→ **Selected text**:
* start *
Sessions Ramps Up Prosecution of Border Crossings

U.S. Attorney General Jeff Sessions, with by Immigration and Customs Enforcement Deputy Director Thomas Homan (center) and U.S. Attorney for the Southern District Adam Braverman, announce all unlawful entry cases will be prosecuted by the Justice Department. (Bianca Bruno/CNS)

SAN DIEGO (CN) – Standing steps away from the U.S.-Mexico border fence in San Diego, U.S. Attorney General Jeff Sessions on Monday said all cases of suspected unlawful border crossings are being referred to the Justice Department for prosecution.

“Today we are here to send a message to the world: we are not going to let this country be overwhelmed,” Sessions said at a press conference on a mesa at Border Field State Park overlooking the current double fencing in place along the border in San Diego.

“People are not going to caravan or otherwise stampede our border. We need legality and integrity in the system.”

Sessions’ Monday announcement comes a week after a caravan of hundreds of asylum-seekers descended on Tijuana, Mexico, to present themselves at the San Ysidro Port of Entry in San Diego.

Initially told by U.S. Customs and Border Protection the port had “reached capacity,” the mostly women and children from Central American countries including Honduras, Guatemala and El Salvador were eventually allowed to enter the U.S. last week to start their asylum applications.
* end *
→ **Stored data**:
* start *
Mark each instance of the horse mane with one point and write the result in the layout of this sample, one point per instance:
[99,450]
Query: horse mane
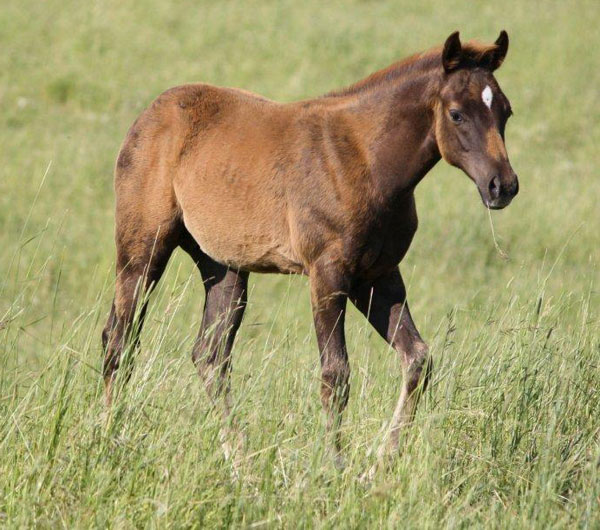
[474,54]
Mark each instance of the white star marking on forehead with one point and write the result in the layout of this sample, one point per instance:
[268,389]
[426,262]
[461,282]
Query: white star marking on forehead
[487,96]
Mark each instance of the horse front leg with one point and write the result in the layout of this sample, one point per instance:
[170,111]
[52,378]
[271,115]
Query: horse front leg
[383,302]
[328,298]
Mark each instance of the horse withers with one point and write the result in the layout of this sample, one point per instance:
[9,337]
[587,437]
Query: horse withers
[322,187]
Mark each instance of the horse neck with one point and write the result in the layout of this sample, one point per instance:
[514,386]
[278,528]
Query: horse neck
[401,143]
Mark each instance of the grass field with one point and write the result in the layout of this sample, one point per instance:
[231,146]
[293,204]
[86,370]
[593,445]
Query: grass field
[507,435]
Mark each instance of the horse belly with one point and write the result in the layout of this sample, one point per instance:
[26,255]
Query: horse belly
[241,230]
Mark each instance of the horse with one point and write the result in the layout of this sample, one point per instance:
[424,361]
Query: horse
[322,187]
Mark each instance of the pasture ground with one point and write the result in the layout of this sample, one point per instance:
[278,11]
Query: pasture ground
[507,434]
* end *
→ **What is asked**:
[a] Reproduce word for word everything in the entries from the line containing "Mark each instance of the horse with one" down to the end of the entries.
[b] Continue the article about prosecuting border crossings from the point where it stops.
The article about prosecuting border crossings and the entries come from unrelated sources.

→ **Results**:
[a]
Mark each instance of the horse with one point and write the result in the layout of this sample, one point per instance:
[424,361]
Query: horse
[322,187]
Mark each instance of the pasture ground with one point and write the result in the layout of this sample, one point per instance:
[278,11]
Query: pasture ground
[507,434]

[b]
On Friday, U.S. District Judge Dana Sabraw of the Southern District of California heard arguments in a case brought by the American Civil Liberties Union over what it claims is the federal government’s practice of separating asylum-seeking parents and kids as a means to “deter” other families from coming here for the same purpose.

Sessions said Monday he believed the asylum process “needs some changes” in light of the caravan which entered San Diego last week and the fact that only 20 percent of asylum claims are granted.

He implored families seeking asylum to present themselves at ports of entry rather than crossing illegally under dangerous, and frequently deadly, circumstances.

“We don’t want to separate families but we don’t want families to come to the border illegally and attempt to enter the country improperly,” Sessions said.

“We urge them not to come themselves illegally, and even worse, to bring their children with them or some other children. Mainly children are being brought by people who aren’t their parents.”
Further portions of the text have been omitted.